THE DATA =>
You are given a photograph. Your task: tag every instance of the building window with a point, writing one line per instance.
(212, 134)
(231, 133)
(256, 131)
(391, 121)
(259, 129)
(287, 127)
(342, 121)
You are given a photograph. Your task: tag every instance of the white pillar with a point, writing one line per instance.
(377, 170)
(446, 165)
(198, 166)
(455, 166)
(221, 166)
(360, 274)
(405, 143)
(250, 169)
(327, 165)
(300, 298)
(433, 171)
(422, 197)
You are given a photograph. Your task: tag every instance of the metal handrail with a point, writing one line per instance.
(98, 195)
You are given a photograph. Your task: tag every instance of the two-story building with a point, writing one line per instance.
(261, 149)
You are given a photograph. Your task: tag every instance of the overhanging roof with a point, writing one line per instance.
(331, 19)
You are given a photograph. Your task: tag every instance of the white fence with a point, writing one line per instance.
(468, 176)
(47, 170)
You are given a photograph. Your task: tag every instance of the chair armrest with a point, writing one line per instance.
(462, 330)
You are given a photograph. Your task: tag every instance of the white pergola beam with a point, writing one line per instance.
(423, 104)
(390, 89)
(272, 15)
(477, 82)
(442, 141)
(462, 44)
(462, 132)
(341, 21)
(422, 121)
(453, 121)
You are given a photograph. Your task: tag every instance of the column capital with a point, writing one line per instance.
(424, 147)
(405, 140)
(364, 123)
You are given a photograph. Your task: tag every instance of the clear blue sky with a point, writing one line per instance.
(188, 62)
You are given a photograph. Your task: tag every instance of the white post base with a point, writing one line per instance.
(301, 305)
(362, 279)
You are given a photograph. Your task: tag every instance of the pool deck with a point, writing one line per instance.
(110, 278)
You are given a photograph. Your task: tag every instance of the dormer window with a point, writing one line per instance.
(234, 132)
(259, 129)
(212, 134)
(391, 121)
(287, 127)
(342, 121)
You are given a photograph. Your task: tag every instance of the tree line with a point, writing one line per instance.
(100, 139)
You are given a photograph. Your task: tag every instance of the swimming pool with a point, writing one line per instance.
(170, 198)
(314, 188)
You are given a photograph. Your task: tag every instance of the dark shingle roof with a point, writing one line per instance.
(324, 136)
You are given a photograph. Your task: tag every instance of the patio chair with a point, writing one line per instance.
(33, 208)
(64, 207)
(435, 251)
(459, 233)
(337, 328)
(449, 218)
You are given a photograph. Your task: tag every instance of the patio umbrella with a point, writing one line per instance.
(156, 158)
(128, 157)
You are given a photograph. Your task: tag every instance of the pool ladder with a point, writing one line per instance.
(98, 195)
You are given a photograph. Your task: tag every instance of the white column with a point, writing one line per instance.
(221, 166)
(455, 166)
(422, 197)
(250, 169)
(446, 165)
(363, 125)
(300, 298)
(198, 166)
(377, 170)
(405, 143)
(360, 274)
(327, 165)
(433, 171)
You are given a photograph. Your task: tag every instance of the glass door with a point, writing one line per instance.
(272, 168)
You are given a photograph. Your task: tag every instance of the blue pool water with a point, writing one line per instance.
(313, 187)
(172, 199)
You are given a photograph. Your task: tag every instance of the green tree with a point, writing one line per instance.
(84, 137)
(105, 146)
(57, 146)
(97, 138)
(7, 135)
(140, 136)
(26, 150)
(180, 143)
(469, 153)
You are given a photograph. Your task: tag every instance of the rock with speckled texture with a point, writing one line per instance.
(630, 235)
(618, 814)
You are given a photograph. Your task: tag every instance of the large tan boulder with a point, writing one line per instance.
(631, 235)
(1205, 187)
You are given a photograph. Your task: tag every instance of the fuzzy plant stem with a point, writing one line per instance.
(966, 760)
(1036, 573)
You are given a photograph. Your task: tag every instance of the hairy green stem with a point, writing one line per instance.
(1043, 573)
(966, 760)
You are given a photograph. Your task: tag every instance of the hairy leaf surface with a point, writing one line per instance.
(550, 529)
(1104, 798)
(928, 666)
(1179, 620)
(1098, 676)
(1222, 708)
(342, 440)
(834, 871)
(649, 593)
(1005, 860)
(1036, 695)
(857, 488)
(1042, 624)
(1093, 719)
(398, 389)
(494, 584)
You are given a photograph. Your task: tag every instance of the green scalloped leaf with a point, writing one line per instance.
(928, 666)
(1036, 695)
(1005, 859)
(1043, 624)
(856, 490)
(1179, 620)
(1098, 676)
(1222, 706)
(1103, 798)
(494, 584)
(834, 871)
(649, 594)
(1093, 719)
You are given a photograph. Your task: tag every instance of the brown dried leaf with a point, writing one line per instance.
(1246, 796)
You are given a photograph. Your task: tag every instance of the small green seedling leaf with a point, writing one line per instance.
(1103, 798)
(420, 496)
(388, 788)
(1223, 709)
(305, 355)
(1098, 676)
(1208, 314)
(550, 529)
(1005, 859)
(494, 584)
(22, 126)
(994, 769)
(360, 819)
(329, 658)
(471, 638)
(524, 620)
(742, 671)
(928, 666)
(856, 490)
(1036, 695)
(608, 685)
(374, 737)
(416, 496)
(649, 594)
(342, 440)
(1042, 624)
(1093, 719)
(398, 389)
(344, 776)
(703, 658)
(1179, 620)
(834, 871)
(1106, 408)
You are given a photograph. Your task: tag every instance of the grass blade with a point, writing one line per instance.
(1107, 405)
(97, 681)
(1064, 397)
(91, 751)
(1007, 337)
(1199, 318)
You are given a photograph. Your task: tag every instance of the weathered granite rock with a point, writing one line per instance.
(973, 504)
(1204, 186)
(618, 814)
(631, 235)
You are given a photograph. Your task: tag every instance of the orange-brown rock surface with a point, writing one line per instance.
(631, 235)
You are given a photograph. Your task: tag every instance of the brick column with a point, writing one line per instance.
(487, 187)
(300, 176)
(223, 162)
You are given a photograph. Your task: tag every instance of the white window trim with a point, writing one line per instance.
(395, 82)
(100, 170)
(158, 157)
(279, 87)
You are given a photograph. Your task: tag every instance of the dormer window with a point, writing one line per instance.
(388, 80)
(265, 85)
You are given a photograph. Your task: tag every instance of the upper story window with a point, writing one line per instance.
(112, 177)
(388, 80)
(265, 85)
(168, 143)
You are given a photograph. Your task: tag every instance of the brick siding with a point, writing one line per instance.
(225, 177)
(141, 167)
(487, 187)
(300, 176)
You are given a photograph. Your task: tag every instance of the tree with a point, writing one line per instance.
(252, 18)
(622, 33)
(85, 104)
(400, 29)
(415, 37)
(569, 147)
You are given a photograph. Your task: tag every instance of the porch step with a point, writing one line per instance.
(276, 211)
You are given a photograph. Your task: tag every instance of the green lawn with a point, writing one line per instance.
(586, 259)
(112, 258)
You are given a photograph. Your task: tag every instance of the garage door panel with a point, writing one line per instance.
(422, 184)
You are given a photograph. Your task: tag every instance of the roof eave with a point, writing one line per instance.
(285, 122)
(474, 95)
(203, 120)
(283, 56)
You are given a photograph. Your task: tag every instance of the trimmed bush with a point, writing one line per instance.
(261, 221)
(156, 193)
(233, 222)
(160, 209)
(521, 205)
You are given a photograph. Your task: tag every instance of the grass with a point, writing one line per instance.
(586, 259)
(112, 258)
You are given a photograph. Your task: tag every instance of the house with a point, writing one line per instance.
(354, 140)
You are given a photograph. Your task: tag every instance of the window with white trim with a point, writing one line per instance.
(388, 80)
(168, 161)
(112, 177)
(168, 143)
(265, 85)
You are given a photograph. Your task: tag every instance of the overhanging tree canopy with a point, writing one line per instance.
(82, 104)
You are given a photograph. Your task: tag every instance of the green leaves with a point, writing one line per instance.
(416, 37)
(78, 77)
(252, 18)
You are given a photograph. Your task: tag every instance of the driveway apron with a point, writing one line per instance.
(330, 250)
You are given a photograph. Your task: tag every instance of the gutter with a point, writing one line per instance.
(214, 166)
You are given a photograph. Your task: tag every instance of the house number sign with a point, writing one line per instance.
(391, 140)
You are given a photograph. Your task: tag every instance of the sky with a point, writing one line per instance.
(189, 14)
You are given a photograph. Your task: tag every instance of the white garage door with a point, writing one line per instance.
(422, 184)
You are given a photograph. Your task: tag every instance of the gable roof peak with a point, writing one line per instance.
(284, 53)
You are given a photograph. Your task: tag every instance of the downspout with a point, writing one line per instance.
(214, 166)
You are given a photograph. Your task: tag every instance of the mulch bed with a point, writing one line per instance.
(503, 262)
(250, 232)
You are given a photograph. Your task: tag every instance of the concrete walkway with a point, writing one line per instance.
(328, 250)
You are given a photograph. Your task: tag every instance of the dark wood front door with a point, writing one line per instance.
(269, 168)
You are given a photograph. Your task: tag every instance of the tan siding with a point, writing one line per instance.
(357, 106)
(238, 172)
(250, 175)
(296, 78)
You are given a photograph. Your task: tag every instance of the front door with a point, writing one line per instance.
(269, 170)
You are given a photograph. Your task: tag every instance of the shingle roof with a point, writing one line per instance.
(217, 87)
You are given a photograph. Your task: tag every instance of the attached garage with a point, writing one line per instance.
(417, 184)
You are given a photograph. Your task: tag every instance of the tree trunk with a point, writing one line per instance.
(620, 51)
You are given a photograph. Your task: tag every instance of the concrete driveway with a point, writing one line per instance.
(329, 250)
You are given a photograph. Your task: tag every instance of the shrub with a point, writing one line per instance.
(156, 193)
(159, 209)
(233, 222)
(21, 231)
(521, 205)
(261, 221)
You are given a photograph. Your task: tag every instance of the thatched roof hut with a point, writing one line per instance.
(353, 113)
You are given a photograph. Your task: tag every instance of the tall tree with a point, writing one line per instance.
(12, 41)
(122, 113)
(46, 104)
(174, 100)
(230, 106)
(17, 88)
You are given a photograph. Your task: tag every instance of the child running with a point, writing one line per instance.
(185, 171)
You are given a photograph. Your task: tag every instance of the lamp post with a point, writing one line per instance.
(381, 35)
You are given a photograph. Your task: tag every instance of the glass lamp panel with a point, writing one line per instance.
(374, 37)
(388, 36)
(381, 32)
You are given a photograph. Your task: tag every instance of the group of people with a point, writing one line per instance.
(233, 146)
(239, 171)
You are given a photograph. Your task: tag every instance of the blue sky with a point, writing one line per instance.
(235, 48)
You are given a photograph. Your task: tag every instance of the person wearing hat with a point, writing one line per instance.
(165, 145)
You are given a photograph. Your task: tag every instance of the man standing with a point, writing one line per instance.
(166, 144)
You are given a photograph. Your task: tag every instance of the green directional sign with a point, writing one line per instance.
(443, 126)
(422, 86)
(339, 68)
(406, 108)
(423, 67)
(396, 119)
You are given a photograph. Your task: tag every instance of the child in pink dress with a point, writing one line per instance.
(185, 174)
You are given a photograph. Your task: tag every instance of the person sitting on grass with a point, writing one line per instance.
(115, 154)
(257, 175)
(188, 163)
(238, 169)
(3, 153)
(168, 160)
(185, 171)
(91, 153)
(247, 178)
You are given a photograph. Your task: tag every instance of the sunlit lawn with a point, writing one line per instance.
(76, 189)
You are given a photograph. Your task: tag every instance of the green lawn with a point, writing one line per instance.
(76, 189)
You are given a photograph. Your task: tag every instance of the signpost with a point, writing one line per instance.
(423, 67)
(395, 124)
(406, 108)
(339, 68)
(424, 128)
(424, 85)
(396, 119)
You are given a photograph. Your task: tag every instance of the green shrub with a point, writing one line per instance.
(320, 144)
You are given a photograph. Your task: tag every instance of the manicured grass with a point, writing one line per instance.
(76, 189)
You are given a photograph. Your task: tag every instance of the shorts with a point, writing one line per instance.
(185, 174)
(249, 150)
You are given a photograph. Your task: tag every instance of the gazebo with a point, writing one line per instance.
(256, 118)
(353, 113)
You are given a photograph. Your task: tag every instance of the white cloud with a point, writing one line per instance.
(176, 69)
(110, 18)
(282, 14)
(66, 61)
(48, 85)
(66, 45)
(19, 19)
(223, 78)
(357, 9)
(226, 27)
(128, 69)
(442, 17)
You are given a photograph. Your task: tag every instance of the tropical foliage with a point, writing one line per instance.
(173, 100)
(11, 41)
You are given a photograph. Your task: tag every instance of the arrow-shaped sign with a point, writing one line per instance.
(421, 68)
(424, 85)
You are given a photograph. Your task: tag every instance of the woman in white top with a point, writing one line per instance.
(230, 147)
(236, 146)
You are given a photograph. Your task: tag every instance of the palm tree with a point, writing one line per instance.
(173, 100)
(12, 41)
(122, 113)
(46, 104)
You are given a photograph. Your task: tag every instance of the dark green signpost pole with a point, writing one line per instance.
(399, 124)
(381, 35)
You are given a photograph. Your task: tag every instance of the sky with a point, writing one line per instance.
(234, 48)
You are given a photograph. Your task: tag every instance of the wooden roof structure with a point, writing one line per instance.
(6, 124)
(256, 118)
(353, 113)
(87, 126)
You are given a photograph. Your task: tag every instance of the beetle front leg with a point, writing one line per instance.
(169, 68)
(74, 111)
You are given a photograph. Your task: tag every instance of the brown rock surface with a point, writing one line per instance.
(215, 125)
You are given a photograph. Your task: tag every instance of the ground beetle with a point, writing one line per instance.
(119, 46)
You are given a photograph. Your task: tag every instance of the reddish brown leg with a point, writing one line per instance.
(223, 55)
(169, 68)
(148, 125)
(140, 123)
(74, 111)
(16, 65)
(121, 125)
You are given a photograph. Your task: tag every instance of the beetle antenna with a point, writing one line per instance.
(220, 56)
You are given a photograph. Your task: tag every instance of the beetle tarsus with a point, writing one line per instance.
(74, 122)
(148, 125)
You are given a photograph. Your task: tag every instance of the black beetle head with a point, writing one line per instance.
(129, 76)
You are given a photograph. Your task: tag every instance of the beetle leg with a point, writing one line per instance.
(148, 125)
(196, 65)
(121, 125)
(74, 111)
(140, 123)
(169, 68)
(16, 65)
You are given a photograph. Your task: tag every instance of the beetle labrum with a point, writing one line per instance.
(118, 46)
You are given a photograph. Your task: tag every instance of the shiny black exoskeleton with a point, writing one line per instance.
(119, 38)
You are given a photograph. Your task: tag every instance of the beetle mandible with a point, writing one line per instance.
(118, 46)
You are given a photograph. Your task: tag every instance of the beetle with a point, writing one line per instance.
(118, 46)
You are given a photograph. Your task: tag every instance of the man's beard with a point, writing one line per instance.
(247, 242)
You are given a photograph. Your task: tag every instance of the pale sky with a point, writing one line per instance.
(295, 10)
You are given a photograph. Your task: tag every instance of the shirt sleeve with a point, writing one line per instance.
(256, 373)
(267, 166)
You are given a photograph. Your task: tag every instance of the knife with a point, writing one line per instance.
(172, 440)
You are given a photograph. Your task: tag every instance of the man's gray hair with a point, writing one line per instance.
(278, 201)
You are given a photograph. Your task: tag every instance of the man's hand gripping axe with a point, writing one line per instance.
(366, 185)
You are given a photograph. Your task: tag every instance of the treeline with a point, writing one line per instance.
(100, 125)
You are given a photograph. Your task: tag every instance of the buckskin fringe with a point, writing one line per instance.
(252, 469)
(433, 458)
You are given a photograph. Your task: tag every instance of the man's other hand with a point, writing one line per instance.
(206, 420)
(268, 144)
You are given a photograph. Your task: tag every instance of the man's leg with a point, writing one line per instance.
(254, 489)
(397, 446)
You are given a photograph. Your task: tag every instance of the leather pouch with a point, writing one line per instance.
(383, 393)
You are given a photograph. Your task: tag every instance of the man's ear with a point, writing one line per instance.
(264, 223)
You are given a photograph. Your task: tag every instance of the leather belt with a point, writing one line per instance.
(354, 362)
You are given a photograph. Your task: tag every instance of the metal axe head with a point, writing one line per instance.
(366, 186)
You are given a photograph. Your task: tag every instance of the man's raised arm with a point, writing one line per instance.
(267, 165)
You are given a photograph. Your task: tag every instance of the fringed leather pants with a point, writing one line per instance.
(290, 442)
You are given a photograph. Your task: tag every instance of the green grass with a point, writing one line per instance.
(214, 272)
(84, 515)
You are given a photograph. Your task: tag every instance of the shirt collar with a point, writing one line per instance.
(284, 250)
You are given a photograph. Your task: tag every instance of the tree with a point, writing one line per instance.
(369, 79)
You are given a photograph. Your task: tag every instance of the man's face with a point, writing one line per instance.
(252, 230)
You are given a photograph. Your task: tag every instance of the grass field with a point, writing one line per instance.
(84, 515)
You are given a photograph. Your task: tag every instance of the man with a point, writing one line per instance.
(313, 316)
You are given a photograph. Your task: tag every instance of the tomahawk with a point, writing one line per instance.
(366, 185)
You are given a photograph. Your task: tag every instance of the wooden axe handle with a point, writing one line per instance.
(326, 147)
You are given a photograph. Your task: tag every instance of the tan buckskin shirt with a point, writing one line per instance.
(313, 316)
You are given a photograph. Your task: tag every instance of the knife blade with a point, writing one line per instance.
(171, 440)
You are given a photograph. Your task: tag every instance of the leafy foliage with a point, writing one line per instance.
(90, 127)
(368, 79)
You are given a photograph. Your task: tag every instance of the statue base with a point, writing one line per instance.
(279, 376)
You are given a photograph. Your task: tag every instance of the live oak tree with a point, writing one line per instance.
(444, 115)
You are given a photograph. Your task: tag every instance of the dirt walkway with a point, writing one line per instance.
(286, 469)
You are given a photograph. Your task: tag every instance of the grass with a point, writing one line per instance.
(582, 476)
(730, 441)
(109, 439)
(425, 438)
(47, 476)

WHAT THIS TASK INVOLVES => The required output is every line from the one that holds "of the dirt" through the last line of the listing above, retyped exactly and with nothing else.

EXERCISE ANSWER =>
You are given a photograph. Your task: tag every instance of the dirt walkway with a point, writing one line per instance.
(286, 469)
You are given a photograph. Your task: tag every instance of the grass with a point, writing one line per instance.
(582, 476)
(730, 441)
(109, 439)
(425, 438)
(47, 476)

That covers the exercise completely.